▶ **SUPPLIED MATERIAL**:
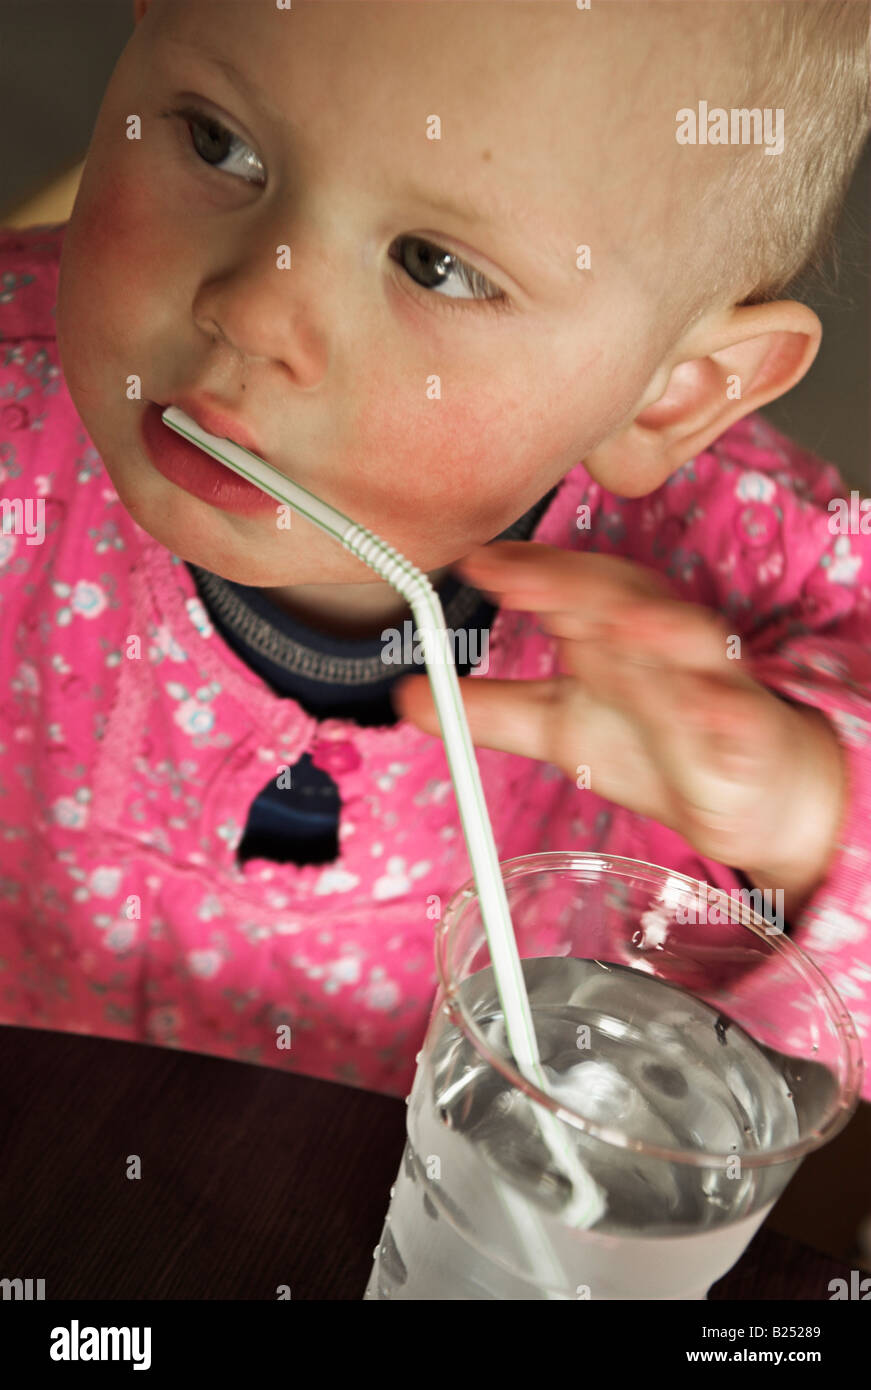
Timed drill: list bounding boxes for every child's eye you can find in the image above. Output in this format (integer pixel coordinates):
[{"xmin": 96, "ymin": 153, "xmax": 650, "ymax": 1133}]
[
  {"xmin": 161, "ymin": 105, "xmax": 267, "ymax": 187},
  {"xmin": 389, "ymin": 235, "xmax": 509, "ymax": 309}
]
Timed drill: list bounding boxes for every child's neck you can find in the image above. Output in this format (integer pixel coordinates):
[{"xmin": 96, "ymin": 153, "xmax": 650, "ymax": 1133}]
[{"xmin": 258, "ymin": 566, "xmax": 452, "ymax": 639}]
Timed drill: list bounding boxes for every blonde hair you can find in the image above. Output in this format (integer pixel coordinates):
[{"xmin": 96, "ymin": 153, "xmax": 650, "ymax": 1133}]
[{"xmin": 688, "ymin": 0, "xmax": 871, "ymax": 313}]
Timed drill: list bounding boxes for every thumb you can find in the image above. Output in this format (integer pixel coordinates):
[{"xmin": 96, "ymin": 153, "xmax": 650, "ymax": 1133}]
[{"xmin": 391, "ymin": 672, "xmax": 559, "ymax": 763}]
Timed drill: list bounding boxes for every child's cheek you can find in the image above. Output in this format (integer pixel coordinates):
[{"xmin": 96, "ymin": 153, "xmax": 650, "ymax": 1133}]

▶ **AIM OF THE TASK**:
What belongs in the answer is each line of the listing that contains the word "child".

▶ **ANSWER TO THE PROBLEM**:
Timed drill: list bounding boxes for every child's eye you can find in the image above. Output in this format (integer pixel coordinates):
Timed drill: list bounding boxes for every child's neck you can find in the image above. Output in this format (integer pixel coordinates):
Timed drill: list bounding boxes for every child's cheek you can find in the image above. Output in this format (integer pixel coordinates):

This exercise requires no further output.